## PAGE EXTRACT

View Image Gallery of Tribe Orthostixini

This family-group concept is based on the western Palaearctic genus Orthostixis Hübner, a smaller, more delicate taxon than Naxa, but where the wings are white with a similar distribution of dark grey spots. The male antennae in Orthostixis are weakly serrate rather than bipectinate in both sexes, as in Naxa, but the forewing radial system includes an areole between R1 and Rs based well short of the angle at the apex of the cell whence M1 branches off. In Naxa the areole is relatively larger, with R4 and R5 connate at its apex (Bornean species; Fig 4) rather than arising from it on a long common stalk. The hind tibia in Orthostixis has one pair of short spurs: these are lacking in Naxa (Inoue, 1961).

The male genitalia of Orthostixis have simple valves somewhat as in some Boarmiini. The juxta is elongate, flask shaped. The uncus is expanded gently towards the apex, finely setose. The aedeagus is a simple tube with no cornuti in the vesica. There are no setae on the third sternite. The genitalia in Naxa are similar, but the valves lack robust setae along the costal margin, the uncus is slender, acute, and the gnathus, strongly present in Orthostixis is absent.

The signum in female Orthostixis is ennomine-like, elliptical, with a serrate margin. In Naxa it is weaker, more irregular.

The larva in Orthostixis has the setae prominent as in Naxa. A full description of larva and pupa was published by Rebel (1903: 260). The larva is
stout, with strong bulges and folds, the setae set on tubercles. The host-plant is Scutellaria (Labiaceae). The pupa is bone white with a black pattern and yellow spots as in Naxa.

There are thus a number of features to suggest a relationship between Naxa and Orthostixis, such as the facies, areole, general structure of male and female genitalia, strong larval setation and striking pupal markings, but no really unambiguous synapomorphy. Neither genus should be placed in the Oenochrominae sensu stricto.

Biology: Orthostixinae
The mature larva, pupa and host-plant of Naxa guttulata Warren were observed by the author and colleagues at Poring Hot Springs during March, 1997 (See Systematic Account). Three pupae retained emerged as adults and the specimens are in the collection of Universiti Malaysia Sabah. Whilst congeners have been reared from Oleaceae (Holloway 1996a), guttulata was found feeding on the fronds of large ferns growing on the forest floor. Only one species appeared to be utilised, identified (Chew Ping Ting and J.M. Camus, pers. comm.) as Diplazium ?megistophyllum (Copel.) Tagawa (Athyriaceae). The appearance of larva and pupa and their occurrence in a small colony suspended in a web under the arches of the fronds, is exactly as described for congeners, the pupae suspended head upwards in the web. Both are illustrated below. Only one web was occupied but a few others were observed on the same fern species in the vicinity. An adult disturbed from the undergrowth came to rest on the underside of one of the fronds of the tenanted fern. Fern-feeding is an unusual and specialised habit in the Lepidoptera, only known otherwise in the Geometridae in the ennomine tribe Lithinini.

Larva (left) and pupa (right) of Naxa guttulata Warren in webbing under the arch of a frond of a Diplazium fern at Poring Hot Springs (photos by Dr D.J.L. Agassiz).

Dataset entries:
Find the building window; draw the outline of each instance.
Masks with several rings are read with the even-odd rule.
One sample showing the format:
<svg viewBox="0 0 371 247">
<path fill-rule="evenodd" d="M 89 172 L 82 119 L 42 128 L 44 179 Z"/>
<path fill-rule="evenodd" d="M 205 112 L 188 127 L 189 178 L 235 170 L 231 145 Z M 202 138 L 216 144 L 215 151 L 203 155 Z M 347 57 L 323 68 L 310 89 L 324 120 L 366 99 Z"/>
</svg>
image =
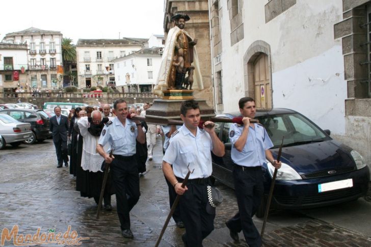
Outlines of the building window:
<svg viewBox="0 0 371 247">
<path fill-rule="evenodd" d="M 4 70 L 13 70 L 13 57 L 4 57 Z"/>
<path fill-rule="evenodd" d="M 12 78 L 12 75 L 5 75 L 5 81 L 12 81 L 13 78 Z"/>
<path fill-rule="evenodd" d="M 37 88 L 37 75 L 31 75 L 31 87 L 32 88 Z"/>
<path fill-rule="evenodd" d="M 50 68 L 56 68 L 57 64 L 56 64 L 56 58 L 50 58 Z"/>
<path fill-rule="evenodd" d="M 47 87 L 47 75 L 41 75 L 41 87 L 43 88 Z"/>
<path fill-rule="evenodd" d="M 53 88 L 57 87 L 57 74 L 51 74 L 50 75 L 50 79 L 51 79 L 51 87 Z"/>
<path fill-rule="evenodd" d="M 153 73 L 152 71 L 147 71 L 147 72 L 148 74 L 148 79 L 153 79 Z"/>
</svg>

## PROBLEM SET
a) For each statement below, say yes or no according to the Orthostixini text, and support each answer with the deciding words of the text quoted exactly. (i) The hind tibia in Orthostixis has no spurs. (ii) Naxa guttulata was found feeding on the fronds of ferns. (iii) The pupae of Naxa guttulata hang head downward in the web.
b) Output the portion of the Orthostixini text between "The male genitalia" and "weaker, more irregular.", inclusive.
c) According to the Orthostixini text, why do Naxa and Orthostixis appear to be related, and why is that relationship not considered certain? Answer in one to three sentences.
You can leave the items aside; they are not needed here.

## TASK-BY-TASK SOLUTIONS
a)
(i) No: "The hind tibia in Orthostixis has one pair of short spurs"
(ii) Yes: "guttulata was found feeding on the fronds of large ferns growing on the forest floor"
(iii) No: "the pupae suspended head upwards in the web"

b)
The male genitalia of Orthostixis have simple valves somewhat as in some Boarmiini. The juxta is elongate, flask shaped. The uncus is expanded gently towards the apex, finely setose. The aedeagus is a simple tube with no cornuti in the vesica. There are no setae on the third sternite. The genitalia in Naxa are similar, but the valves lack robust setae along the costal margin, the uncus is slender, acute, and the gnathus, strongly present in Orthostixis is absent.

The signum in female Orthostixis is ennomine-like, elliptical, with a serrate margin. In Naxa it is weaker, more irregular.

c) The two genera share several features: their facies, the areole, the general structure of the male and female genitalia, strong larval setation and striking pupal markings. However, no really unambiguous synapomorphy has been found between them.